**Problem to solve**
Could you output every record again, exactly as given?

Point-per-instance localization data
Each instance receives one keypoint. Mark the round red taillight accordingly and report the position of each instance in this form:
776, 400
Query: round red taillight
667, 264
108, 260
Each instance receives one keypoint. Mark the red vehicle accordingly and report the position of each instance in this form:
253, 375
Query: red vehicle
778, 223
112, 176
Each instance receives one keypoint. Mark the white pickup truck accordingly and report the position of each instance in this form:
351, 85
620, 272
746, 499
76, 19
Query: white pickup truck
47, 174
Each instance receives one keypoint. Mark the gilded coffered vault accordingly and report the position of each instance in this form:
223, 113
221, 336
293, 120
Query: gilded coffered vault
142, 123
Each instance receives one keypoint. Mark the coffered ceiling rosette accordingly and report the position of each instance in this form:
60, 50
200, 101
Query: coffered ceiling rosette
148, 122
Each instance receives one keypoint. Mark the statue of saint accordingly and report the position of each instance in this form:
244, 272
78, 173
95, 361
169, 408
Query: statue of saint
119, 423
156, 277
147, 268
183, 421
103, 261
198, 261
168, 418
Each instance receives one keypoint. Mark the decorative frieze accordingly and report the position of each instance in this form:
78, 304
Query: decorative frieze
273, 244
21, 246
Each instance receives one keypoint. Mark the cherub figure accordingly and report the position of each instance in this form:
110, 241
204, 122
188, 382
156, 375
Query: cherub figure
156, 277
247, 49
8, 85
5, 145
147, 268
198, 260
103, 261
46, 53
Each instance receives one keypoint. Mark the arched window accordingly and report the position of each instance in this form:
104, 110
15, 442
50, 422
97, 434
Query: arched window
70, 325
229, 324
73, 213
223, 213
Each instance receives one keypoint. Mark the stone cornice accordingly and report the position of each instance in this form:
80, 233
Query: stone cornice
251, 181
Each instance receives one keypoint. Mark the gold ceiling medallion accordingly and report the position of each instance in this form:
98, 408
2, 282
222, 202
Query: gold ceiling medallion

**Task result**
Each instance receives one keypoint. Mark the round red taillight accordingly and report the position of each instance in this form:
776, 400
Query: round red taillight
667, 264
108, 260
Each instance receives one keypoint. Mark the red vehicle accordingly and report the position of each instance in this form:
253, 375
Query: red vehicle
778, 223
112, 176
Each instance receives one keypoint. Mark the white pickup truck accordingly and report the position of each instance in this form:
351, 85
620, 272
746, 499
76, 19
Query: white pickup truck
47, 174
Each instance receives one keypoint. Mark the gilded coffered vault accordingly and report the position of each instance in this form:
223, 113
221, 336
293, 120
Query: gilded coffered vault
142, 123
Each instance receives one keypoint. Mark the coffered ceiling rosette accordingly and report the position of each instance in this form:
60, 50
200, 101
Query: coffered ceiling rosette
148, 122
Each instance receives one keypoint. Mark the statue of saint accordingly and report the position of each instance in this form:
244, 272
78, 173
95, 361
169, 408
Query: statue of saint
119, 423
156, 277
147, 268
183, 421
103, 261
198, 261
168, 418
Each instance receives one keypoint. Mark the decorative frieze accordingly and report the position of each instance in this form:
78, 304
Query: decorative frieze
273, 244
21, 246
Each instance receives one keypoint. Mark the cherub figure accordingly and report the position of each instance in this form:
110, 241
204, 122
188, 382
156, 375
Query: cherub figure
156, 277
247, 49
8, 85
5, 145
147, 268
198, 260
103, 261
46, 53
Each instance receives one keypoint. Mark the arched window accordingly and report the position of each instance in this form:
104, 110
15, 442
50, 422
97, 434
Query: arched window
70, 325
229, 324
73, 213
223, 213
Each instance receives one keypoint. Mark the stone cornice accordingly and report the position of each instance in this form:
80, 233
Query: stone cornice
251, 181
Each instance receives one keypoint. Mark the gold ceiling medallion accordingly and report the position of each instance in this form:
98, 408
2, 282
222, 202
Query: gold ceiling medallion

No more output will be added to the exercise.